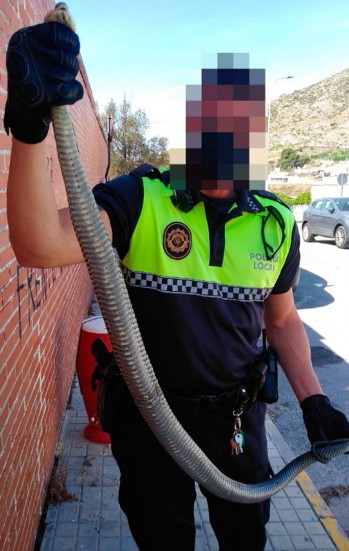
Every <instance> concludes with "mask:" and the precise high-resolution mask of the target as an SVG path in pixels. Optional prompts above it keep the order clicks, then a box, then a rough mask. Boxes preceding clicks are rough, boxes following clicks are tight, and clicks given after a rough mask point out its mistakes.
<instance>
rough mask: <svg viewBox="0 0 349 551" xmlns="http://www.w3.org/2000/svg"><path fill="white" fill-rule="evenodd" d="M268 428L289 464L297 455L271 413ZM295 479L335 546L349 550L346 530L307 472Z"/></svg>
mask: <svg viewBox="0 0 349 551" xmlns="http://www.w3.org/2000/svg"><path fill="white" fill-rule="evenodd" d="M266 428H267V431H268V432H269V434H270V436H271V439H272V441H273V442H274V444H275V446H276V447H277V449H278V451H279V453H280V456H281V458H282V460H283V461H284V462H285V463H286V464H287V463H290V461H292V460H293V459H295V455H294V454H293V452H292V450H291V448H290V447H289V446H288V445H287V443H286V441H285V440H284V438H283V437H282V435H281V433H280V432H279V431H278V429H277V427H276V426H275V424H274V423H273V421H272V420H271V418H270V417H269V415H267V416H266ZM295 480H296V482H297V484H298V486H299V488H300V489H301V491H302V492H303V494H304V497H305V498H306V500H307V501H308V502H309V504H310V506H311V508H312V510H313V511H314V514H315V515H316V517H317V518H318V519H319V522H321V524H322V526H323V527H324V529H325V531H326V533H327V534H328V536H329V538H330V539H331V540H332V542H333V544H334V546H335V548H336V549H337V550H338V551H349V539H348V538H347V536H346V535H345V533H344V530H343V529H342V528H341V526H340V525H339V524H338V522H337V520H336V518H335V517H334V515H333V513H332V511H331V509H330V508H329V507H328V505H327V504H326V503H325V501H324V500H323V499H322V497H321V495H320V494H319V492H318V490H317V488H316V487H315V486H314V484H313V482H312V481H311V479H310V477H309V476H308V475H307V473H306V472H305V471H302V472H301V473H300V474H299V475H298V476H297V477H296V479H295Z"/></svg>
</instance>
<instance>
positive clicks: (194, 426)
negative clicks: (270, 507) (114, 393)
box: [111, 394, 270, 551]
mask: <svg viewBox="0 0 349 551" xmlns="http://www.w3.org/2000/svg"><path fill="white" fill-rule="evenodd" d="M173 410H174V413H175V415H176V416H177V418H178V420H179V421H180V422H181V424H182V425H183V426H184V428H185V429H186V430H187V432H188V433H189V434H190V435H191V436H192V438H194V440H195V441H196V442H197V443H198V444H199V446H200V447H201V448H202V449H203V450H204V452H205V453H206V455H207V456H208V457H209V458H210V459H211V461H212V462H213V463H214V464H215V465H216V466H217V467H218V468H219V469H220V470H221V471H222V472H224V474H226V475H228V476H229V477H230V478H233V479H234V480H239V481H241V482H246V483H256V482H259V481H262V480H266V479H268V478H269V475H270V467H269V461H268V457H267V442H266V435H265V428H264V419H265V410H266V408H265V405H264V404H259V403H256V404H254V405H253V406H252V407H251V408H250V409H249V410H248V411H247V412H246V413H245V414H244V415H243V417H242V429H243V430H244V433H245V445H244V452H243V453H242V454H240V455H238V456H232V455H231V453H230V438H231V436H232V432H233V420H232V414H231V413H230V412H228V411H219V410H217V409H216V408H213V409H212V408H210V407H203V408H201V409H200V411H198V412H196V413H188V412H183V411H180V410H181V408H179V409H178V411H176V405H174V406H173ZM111 444H112V452H113V455H114V457H115V459H116V461H117V463H118V466H119V468H120V473H121V480H120V490H119V502H120V506H121V508H122V510H123V511H124V513H125V514H126V516H127V519H128V522H129V526H130V530H131V532H132V535H133V537H134V539H135V541H136V543H137V545H138V547H139V549H140V550H141V551H164V550H166V551H194V548H195V521H194V502H195V497H196V495H195V485H194V482H193V480H192V479H191V478H189V477H188V476H187V475H186V474H185V473H184V472H183V471H182V469H181V468H180V467H179V466H178V465H177V464H176V463H175V461H173V460H172V458H171V457H170V456H169V455H168V453H167V452H166V451H165V450H164V449H163V447H162V446H161V445H160V444H159V442H158V441H157V439H156V438H155V437H154V435H153V434H152V432H151V431H150V429H149V428H148V426H147V425H146V423H145V421H144V420H143V418H142V416H141V414H140V412H139V410H138V408H137V407H136V405H135V404H134V403H133V400H132V399H131V397H130V396H129V395H128V394H127V397H126V398H125V399H124V403H123V405H122V407H121V411H120V412H119V415H118V419H117V421H116V424H115V428H114V430H113V432H112V434H111ZM201 491H202V492H203V494H204V495H205V497H206V499H207V503H208V510H209V518H210V523H211V526H212V528H213V530H214V532H215V534H216V537H217V539H218V542H219V549H220V551H246V550H248V551H263V549H264V547H265V543H266V533H265V525H266V523H267V522H268V520H269V509H270V500H266V501H263V502H261V503H256V504H239V503H233V502H231V501H227V500H224V499H221V498H218V497H216V496H215V495H212V494H211V493H210V492H208V491H207V490H206V489H205V488H201ZM244 527H245V528H244ZM246 527H247V528H246Z"/></svg>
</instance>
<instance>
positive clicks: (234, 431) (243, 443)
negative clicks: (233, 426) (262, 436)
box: [230, 413, 245, 455]
mask: <svg viewBox="0 0 349 551" xmlns="http://www.w3.org/2000/svg"><path fill="white" fill-rule="evenodd" d="M240 415H241V413H240V414H239V415H234V432H233V436H232V438H231V439H230V445H231V454H232V455H240V453H244V450H243V445H244V444H245V436H244V431H243V430H241V419H240Z"/></svg>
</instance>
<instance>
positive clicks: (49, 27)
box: [4, 23, 83, 143]
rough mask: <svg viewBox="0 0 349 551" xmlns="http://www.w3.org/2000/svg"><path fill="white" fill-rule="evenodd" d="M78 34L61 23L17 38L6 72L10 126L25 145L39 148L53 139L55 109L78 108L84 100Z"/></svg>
mask: <svg viewBox="0 0 349 551" xmlns="http://www.w3.org/2000/svg"><path fill="white" fill-rule="evenodd" d="M79 51H80V42H79V37H78V36H77V34H75V33H74V32H72V31H71V30H70V29H69V28H68V27H67V26H66V25H63V24H61V23H42V24H40V25H34V26H32V27H25V28H24V29H20V30H19V31H17V32H15V33H14V35H13V36H12V37H11V39H10V42H9V45H8V50H7V55H6V66H7V72H8V95H7V102H6V106H5V117H4V126H5V130H6V132H7V134H9V130H10V129H11V132H12V135H13V136H14V137H15V138H17V139H18V140H20V141H22V142H25V143H39V142H41V141H43V140H44V139H45V138H46V136H47V133H48V129H49V124H50V122H51V119H50V108H51V107H53V106H56V105H72V104H73V103H75V102H76V101H77V100H79V99H81V98H82V96H83V88H82V86H81V84H80V82H78V81H76V80H75V77H76V75H77V73H78V71H79V63H78V60H77V55H78V53H79Z"/></svg>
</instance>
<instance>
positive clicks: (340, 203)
mask: <svg viewBox="0 0 349 551" xmlns="http://www.w3.org/2000/svg"><path fill="white" fill-rule="evenodd" d="M335 203H336V205H337V206H338V208H339V210H345V211H347V212H348V211H349V199H345V198H343V197H340V198H338V199H336V200H335Z"/></svg>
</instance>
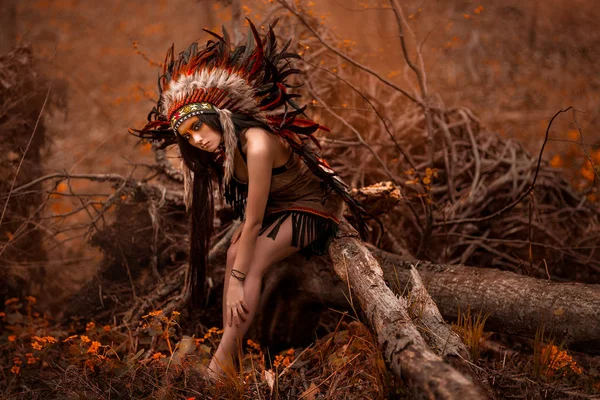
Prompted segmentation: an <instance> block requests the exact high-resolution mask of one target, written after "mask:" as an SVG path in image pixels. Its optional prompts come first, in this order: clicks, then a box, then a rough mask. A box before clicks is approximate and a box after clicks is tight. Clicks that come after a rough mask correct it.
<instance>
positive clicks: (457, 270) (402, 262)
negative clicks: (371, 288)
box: [370, 246, 600, 354]
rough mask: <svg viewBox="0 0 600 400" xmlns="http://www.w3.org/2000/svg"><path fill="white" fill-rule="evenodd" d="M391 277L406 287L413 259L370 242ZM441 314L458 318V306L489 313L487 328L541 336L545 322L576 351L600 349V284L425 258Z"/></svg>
mask: <svg viewBox="0 0 600 400" xmlns="http://www.w3.org/2000/svg"><path fill="white" fill-rule="evenodd" d="M370 249H371V250H372V252H373V255H375V257H377V258H378V260H379V261H380V264H381V268H382V269H383V271H384V276H385V278H386V281H387V282H389V284H390V285H391V286H392V287H394V286H396V285H397V283H396V282H398V283H399V284H400V287H401V288H402V287H403V286H404V285H405V284H406V282H408V281H409V279H410V267H411V265H414V264H415V263H414V262H413V261H406V260H402V259H401V258H400V257H398V256H396V255H394V254H391V253H387V252H384V251H381V250H378V249H376V248H374V247H371V246H370ZM416 268H417V270H418V271H419V273H420V274H421V276H422V278H423V282H424V284H425V287H426V288H427V291H428V293H429V294H430V295H431V297H432V298H433V300H434V301H435V303H436V305H437V306H438V308H439V310H440V312H441V314H442V315H443V316H444V318H446V319H451V320H455V319H456V318H457V316H458V308H459V307H460V309H461V310H466V309H467V307H471V310H474V311H475V312H478V311H481V312H482V313H489V314H490V317H489V318H488V319H487V321H486V330H490V331H498V332H505V333H510V334H516V335H523V336H528V337H531V338H533V337H535V333H536V330H537V329H538V328H539V327H541V326H542V324H543V325H544V326H545V329H546V332H547V333H548V332H549V331H551V333H552V334H553V335H554V337H555V338H557V340H558V341H561V340H563V339H564V340H565V343H566V345H567V346H568V347H569V348H571V349H574V350H578V351H582V352H585V353H588V354H598V353H600V313H599V312H598V310H600V285H590V284H584V283H557V282H551V281H545V280H541V279H537V278H532V277H529V276H524V275H519V274H515V273H512V272H508V271H500V270H497V269H491V268H477V267H465V266H463V265H440V264H432V263H429V262H419V263H417V266H416ZM400 290H401V289H400Z"/></svg>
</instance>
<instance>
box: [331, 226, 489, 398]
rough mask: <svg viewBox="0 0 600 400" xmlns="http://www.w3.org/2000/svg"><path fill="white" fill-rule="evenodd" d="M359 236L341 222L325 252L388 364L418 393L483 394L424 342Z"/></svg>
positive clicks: (420, 396)
mask: <svg viewBox="0 0 600 400" xmlns="http://www.w3.org/2000/svg"><path fill="white" fill-rule="evenodd" d="M357 236H358V235H357V233H356V231H355V230H354V228H352V226H351V225H350V224H348V223H347V222H346V221H342V222H341V224H340V229H339V231H338V235H337V236H336V238H335V239H334V240H333V242H332V243H331V245H330V247H329V255H330V257H331V259H332V261H333V266H334V269H335V272H336V274H337V275H338V276H339V277H340V278H341V279H342V281H344V282H346V283H348V284H349V286H350V287H351V292H352V293H351V295H350V299H351V302H353V299H354V298H356V300H358V303H359V304H360V306H361V308H362V310H363V311H364V314H365V322H366V323H367V325H368V326H370V327H371V329H373V330H374V331H375V332H376V334H377V340H378V342H379V346H380V349H381V351H382V353H383V355H384V359H385V361H386V362H387V364H388V366H389V367H390V369H391V370H392V371H394V373H395V374H396V375H397V376H399V377H400V378H401V379H402V380H403V381H404V382H405V383H406V385H407V386H408V387H410V388H411V389H412V390H413V392H414V394H415V396H416V397H417V398H427V399H429V398H436V399H480V398H485V395H483V394H482V393H481V391H480V390H479V389H478V388H477V387H476V386H475V385H474V384H473V382H471V381H469V380H468V379H467V378H465V377H464V376H463V375H462V374H461V373H459V372H458V371H457V370H456V369H454V368H453V367H451V366H450V365H449V364H446V363H445V362H444V361H442V359H441V358H440V357H439V356H437V355H436V354H434V353H433V351H431V349H430V348H429V347H428V346H427V344H426V343H425V341H424V340H423V338H422V337H421V335H420V334H419V332H418V330H417V328H416V327H415V326H414V325H413V323H412V321H411V318H410V316H409V315H408V311H407V303H406V300H405V299H404V298H403V297H396V295H394V293H393V292H392V291H391V290H390V288H389V287H388V286H387V285H386V283H385V281H384V279H383V272H382V270H381V268H380V266H379V264H378V263H377V261H376V260H375V258H374V257H373V256H372V255H371V252H370V251H369V250H367V248H366V247H365V246H364V245H363V244H362V242H361V241H360V239H358V238H357Z"/></svg>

▬▬▬

Exercise details:
Lay out everything from the start of the lines above down to the one containing "428L289 464L297 455L271" as a Markdown table with the columns Row and Line. Number each row, skip blank lines, and leave the pictures out.

Response area:
| Row | Line |
|---|---|
| 1 | Every <instance> concludes with "mask:" and the precise high-resolution mask of the target as an SVG path in pixels. Optional prompts above it keep the order clicks, then a box, then a rough mask. Boxes preceding clicks are rough, boxes following clicks are tight, and clicks given after a rough mask point out its mistakes. |
| 2 | <instance> |
| 3 | rough mask: <svg viewBox="0 0 349 551" xmlns="http://www.w3.org/2000/svg"><path fill="white" fill-rule="evenodd" d="M268 428L289 464L297 455L271 413ZM295 479L335 546L349 550L346 530L307 472Z"/></svg> |